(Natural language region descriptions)
——

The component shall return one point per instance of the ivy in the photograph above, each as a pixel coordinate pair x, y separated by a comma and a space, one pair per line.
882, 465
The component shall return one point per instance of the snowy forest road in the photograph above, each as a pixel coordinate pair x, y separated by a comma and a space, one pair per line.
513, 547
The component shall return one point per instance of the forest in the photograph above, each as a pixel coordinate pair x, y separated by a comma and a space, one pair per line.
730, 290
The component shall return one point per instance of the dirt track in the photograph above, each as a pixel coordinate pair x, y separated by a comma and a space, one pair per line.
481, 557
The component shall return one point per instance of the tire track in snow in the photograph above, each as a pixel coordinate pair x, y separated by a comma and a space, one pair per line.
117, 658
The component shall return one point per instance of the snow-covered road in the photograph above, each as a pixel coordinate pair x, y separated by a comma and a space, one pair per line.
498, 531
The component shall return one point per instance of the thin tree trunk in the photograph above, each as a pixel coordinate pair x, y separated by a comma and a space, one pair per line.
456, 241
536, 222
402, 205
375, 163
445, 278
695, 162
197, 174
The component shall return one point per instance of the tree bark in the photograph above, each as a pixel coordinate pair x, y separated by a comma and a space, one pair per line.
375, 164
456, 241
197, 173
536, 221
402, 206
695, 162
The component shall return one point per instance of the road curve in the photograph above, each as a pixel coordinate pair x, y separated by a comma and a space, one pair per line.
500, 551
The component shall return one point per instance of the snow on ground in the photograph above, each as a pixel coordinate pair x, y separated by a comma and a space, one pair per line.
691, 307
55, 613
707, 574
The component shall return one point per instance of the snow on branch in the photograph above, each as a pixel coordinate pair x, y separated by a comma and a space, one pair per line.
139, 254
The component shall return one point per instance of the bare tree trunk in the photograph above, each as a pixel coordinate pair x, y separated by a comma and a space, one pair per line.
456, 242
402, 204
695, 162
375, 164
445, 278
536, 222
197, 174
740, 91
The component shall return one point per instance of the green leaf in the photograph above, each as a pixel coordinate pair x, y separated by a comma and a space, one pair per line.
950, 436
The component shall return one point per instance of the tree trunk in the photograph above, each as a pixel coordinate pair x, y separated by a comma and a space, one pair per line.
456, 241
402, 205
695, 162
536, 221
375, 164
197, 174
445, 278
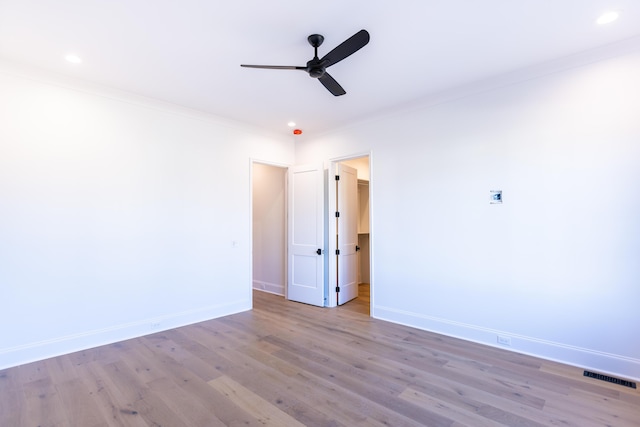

——

### [Work request]
Please output the lines from the line that contains "the tree trunk" through the end of the records, both ends included, exactly and with no pictures.

### [Solution]
The component shall return one point per instance of the tree trunk in the photograph above, each as a pixel coordinate pair x, y separated by a comma and a space, one pair per line.
456, 241
402, 205
695, 162
536, 221
375, 164
197, 174
445, 278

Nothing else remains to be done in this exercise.